**Given exercise**. Can you turn every line of the entries below into a Markdown table with the columns Row and Line, numbering the rows, skipping blank lines, and leaving the pictures out?

------------------------------

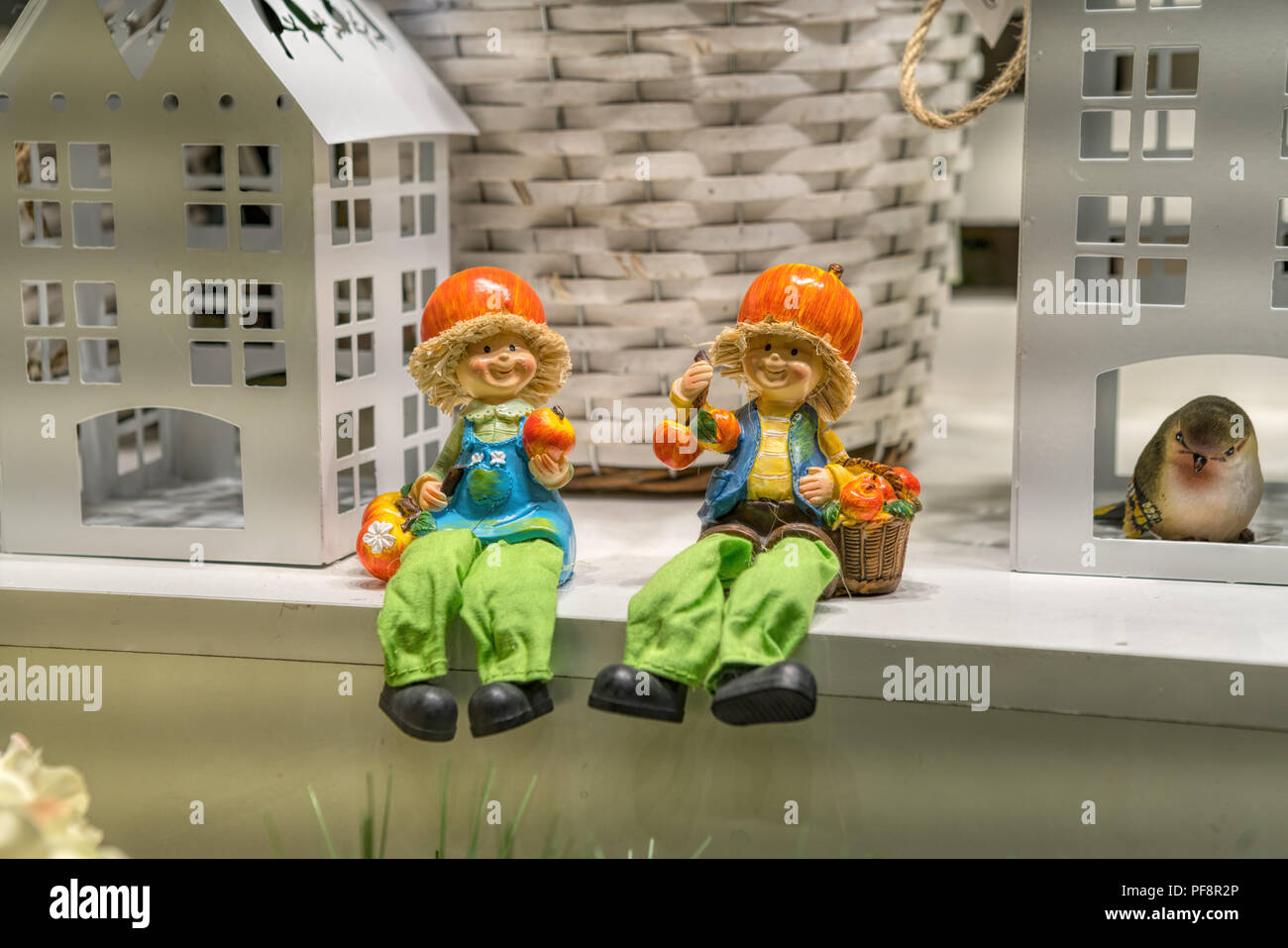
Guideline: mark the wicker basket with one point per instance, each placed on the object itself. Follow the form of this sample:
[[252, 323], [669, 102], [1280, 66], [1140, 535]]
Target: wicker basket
[[872, 557], [639, 162]]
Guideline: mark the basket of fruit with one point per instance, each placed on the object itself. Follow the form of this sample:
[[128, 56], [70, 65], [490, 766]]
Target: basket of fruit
[[871, 522]]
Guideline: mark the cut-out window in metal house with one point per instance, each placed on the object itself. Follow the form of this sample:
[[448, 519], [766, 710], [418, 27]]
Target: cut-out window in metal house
[[158, 467], [90, 165], [259, 167], [95, 303], [43, 303]]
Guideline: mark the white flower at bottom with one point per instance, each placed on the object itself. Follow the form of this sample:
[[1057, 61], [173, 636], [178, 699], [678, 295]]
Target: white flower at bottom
[[43, 807], [378, 537]]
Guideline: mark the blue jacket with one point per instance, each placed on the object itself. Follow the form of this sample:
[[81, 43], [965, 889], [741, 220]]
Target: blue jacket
[[728, 483]]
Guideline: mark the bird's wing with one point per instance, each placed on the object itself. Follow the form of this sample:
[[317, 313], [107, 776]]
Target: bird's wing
[[1140, 515]]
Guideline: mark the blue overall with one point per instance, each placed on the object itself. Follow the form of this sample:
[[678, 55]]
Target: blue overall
[[728, 484], [497, 498]]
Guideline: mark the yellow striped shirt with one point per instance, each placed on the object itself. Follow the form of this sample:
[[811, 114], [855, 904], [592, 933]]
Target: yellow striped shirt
[[771, 475]]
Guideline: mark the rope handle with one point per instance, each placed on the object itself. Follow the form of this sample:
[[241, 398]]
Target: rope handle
[[915, 48]]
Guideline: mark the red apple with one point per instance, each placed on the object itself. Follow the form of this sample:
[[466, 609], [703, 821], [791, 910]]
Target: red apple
[[863, 497], [715, 429], [675, 445], [548, 430], [909, 479], [887, 488], [385, 533]]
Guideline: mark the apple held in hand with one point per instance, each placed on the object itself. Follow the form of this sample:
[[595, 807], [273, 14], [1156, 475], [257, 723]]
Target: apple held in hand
[[387, 524], [548, 430], [716, 429], [675, 446]]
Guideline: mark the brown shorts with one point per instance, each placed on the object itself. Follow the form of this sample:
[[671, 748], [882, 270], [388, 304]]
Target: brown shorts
[[765, 522]]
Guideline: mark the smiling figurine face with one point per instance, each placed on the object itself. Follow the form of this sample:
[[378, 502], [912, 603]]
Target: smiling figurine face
[[782, 369], [496, 369]]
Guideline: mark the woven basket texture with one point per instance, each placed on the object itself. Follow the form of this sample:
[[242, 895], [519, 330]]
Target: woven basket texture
[[639, 162], [872, 557]]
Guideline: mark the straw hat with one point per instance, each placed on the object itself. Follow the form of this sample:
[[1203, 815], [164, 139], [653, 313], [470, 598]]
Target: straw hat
[[476, 304], [804, 303]]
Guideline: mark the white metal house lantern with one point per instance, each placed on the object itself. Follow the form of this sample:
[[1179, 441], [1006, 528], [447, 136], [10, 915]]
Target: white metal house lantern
[[1155, 153], [224, 219]]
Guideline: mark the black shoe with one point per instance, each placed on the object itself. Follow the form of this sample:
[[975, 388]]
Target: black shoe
[[778, 691], [505, 704], [421, 710], [617, 687]]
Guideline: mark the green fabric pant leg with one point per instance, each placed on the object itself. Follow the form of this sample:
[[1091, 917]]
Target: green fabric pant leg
[[771, 605], [509, 607], [673, 623], [421, 600]]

------------------------------

**Solution**.
| Row | Line |
|---|---|
| 1 | Guideline: mark the wicker basket with one point per instance, each placed on the object itself. Follow the form of this sample: |
| 2 | [[252, 323], [669, 102], [1280, 66], [1140, 535]] |
| 3 | Target: wicker basket |
| 4 | [[872, 557], [639, 162]] |
| 5 | Guideline: mark the basket of fruit with one point per instance, each placed on the object itself. Follow the form of this sample: |
| 6 | [[128, 56], [70, 65], [490, 766]] |
| 7 | Target: basket of fruit |
| 8 | [[871, 522]] |
| 9 | Guideline: mark the cut-out window in metal house with one point per instance, each placed on the object itself. Follow the form of this sample: |
| 10 | [[448, 519], [766, 710], [418, 27]] |
| 11 | Target: cut-out window in metal house |
| 12 | [[158, 467], [90, 165], [259, 167], [95, 303], [43, 303]] |
| 13 | Guideline: mark the white flower at bottom with one point per instance, each placed on the object itself. Follow the form of this sample: |
| 14 | [[1057, 61], [173, 636], [178, 699], [678, 295]] |
| 15 | Target: white flower at bottom |
| 16 | [[43, 807], [378, 537]] |
| 17 | Guideline: mark the blue jacket with one point per instance, each placed on the object itself. Follow the form of this sample: |
| 18 | [[81, 43], [965, 889], [741, 220]] |
| 19 | Target: blue jacket |
| 20 | [[728, 483]] |
| 21 | Guideline: mark the bird's wing with one point per instance, each placed on the object itself. Follow the form of this sample: |
| 22 | [[317, 313], [107, 776]] |
| 23 | Target: bird's wing |
| 24 | [[1140, 515]] |
| 25 | Guideline: mark the blue overall with one point per instance, each placed on the object itself. Follow the form of this sample: |
| 26 | [[678, 55]] |
| 27 | Target: blue overall |
| 28 | [[728, 484], [497, 498]] |
| 29 | Guideline: mark the yellow striped shirt with one point per instance, each placed on the object itself. Follow the form of this sample: |
| 30 | [[811, 114], [855, 904], [592, 933]] |
| 31 | Target: yellow striped shirt |
| 32 | [[771, 475]] |
| 33 | Guideline: mark the rope handle with one point per instance, each placed on the object itself. Follow the form of this sample: |
| 34 | [[241, 398]] |
| 35 | Target: rope handle |
| 36 | [[915, 48]] |
| 37 | Guideline: mark the red apple with one point per instance, each placed on the object itself. Follow the form of this sample: |
| 38 | [[466, 609], [703, 821], [791, 910]] |
| 39 | Target: red apple |
| 40 | [[863, 497], [715, 429], [675, 445], [548, 430], [909, 479], [887, 488], [385, 533]] |
| 41 | Guideline: mark the apple held in hand with one point per instance, each placed on the object itself. Follow the form of this sample: |
| 42 | [[595, 807], [273, 14], [1156, 475], [257, 723]] |
| 43 | Target: apple held in hand |
| 44 | [[387, 524], [548, 430], [716, 429], [675, 446]] |
| 45 | Guideline: mark the brown shorts with one point per instance, each placed on the object itself. Follow the form of this sample: |
| 46 | [[671, 748], [882, 270], [388, 304]] |
| 47 | Target: brown shorts |
| 48 | [[765, 522]] |
| 49 | Guideline: mark the smiling figurine face with one point per instance, each placed on the object itself. Follow the form of this sample: |
| 50 | [[378, 502], [912, 603]] |
| 51 | Target: smiling figurine face |
| 52 | [[782, 369], [496, 369]] |
| 53 | Guideline: mark the woven basket texture with one point per instance, each placed on the object itself. Follow the form of this sample: |
| 54 | [[242, 895], [519, 330]] |
| 55 | Target: woven basket texture |
| 56 | [[639, 162], [872, 557]] |
| 57 | Guideline: mark the straw hat with one point per instance, each placed on the object itself. Follow the form of this sample: |
| 58 | [[1203, 815], [164, 139], [653, 313], [470, 598]] |
| 59 | Target: straw hat |
| 60 | [[476, 304], [804, 303]] |
| 61 | Guideline: mark the white metal house lantern with one point per instance, each placed on the object itself. Follow the form of this sample: |
| 62 | [[1179, 441], [1006, 528], [447, 136], [10, 915]] |
| 63 | Target: white metal house lantern |
| 64 | [[1155, 153], [224, 219]] |
| 65 | Guideline: mark the black shoe with one point per instance, each placed on the object itself. Follow the form of this sample: |
| 66 | [[975, 388]] |
| 67 | Target: black shoe |
| 68 | [[778, 691], [505, 704], [421, 710], [617, 687]] |
| 69 | Guideline: mark the green fabric pant leg with one point per instance, each placed on the object itself. Follow the form of this sample: |
| 70 | [[1091, 917]] |
| 71 | Target: green fabric pant leg |
| 72 | [[771, 605], [509, 607], [673, 623], [421, 600]] |